- [GIVEN PROBLEM]
From the patch review reply below, copy out the span starting at "[Snip system call" and ending at "pid *get_pid(struct pid *pid)", word for word.

I'm glad it's easier now.

>  arch/alpha/kernel/syscalls/syscall.tbl      |  1 +
>  arch/arm64/include/asm/unistd32.h           |  2 +
>  arch/ia64/kernel/syscalls/syscall.tbl       |  1 +
>  arch/m68k/kernel/syscalls/syscall.tbl       |  1 +
>  arch/microblaze/kernel/syscalls/syscall.tbl |  1 +
>  arch/mips/kernel/syscalls/syscall_n32.tbl   |  1 +
>  arch/parisc/kernel/syscalls/syscall.tbl     |  1 +
>  arch/powerpc/kernel/syscalls/syscall.tbl    |  1 +
>  arch/s390/kernel/syscalls/syscall.tbl       |  1 +
>  arch/sh/kernel/syscalls/syscall.tbl         |  1 +
>  arch/sparc/kernel/syscalls/syscall.tbl      |  1 +
>  arch/x86/entry/syscalls/syscall_32.tbl      |  1 +
>  arch/x86/entry/syscalls/syscall_64.tbl      |  1 +
>  arch/xtensa/kernel/syscalls/syscall.tbl     |  1 +

It'd be nice to arrange the system call tables so that we need to
change only one file when adding a new system call.

[Snip system call wiring]

> --- a/include/linux/pid.h
> +++ b/include/linux/pid.h
> @@ -67,6 +67,7 @@ struct pid
>  extern struct pid init_struct_pid;
>
>  extern const struct file_operations pidfd_fops;
> +extern int pidfd_create(struct pid *pid);
>
>  static inline struct pid *get_pid(struct pid *pid)

- [DATA LINES]

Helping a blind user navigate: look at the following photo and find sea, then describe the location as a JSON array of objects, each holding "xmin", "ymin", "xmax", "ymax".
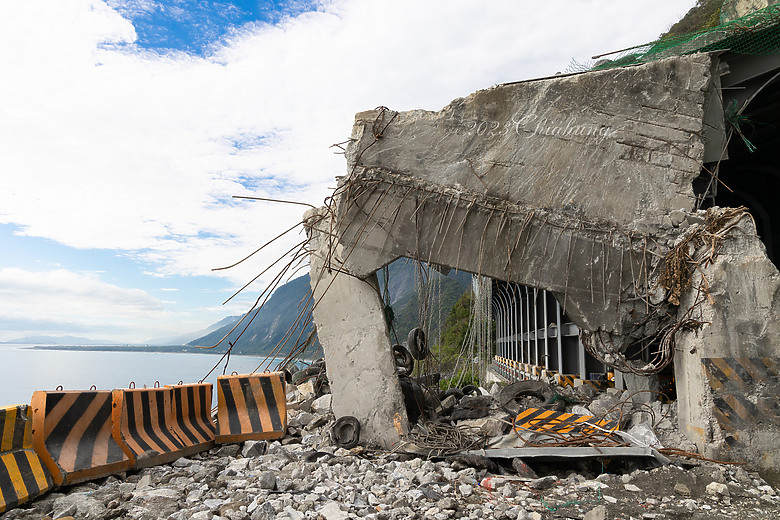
[{"xmin": 0, "ymin": 344, "xmax": 284, "ymax": 407}]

- [FINISHED ANSWER]
[Snip system call wiring]

> --- a/include/linux/pid.h
> +++ b/include/linux/pid.h
> @@ -67,6 +67,7 @@ struct pid
>  extern struct pid init_struct_pid;
>
>  extern const struct file_operations pidfd_fops;
> +extern int pidfd_create(struct pid *pid);
>
>  static inline struct pid *get_pid(struct pid *pid)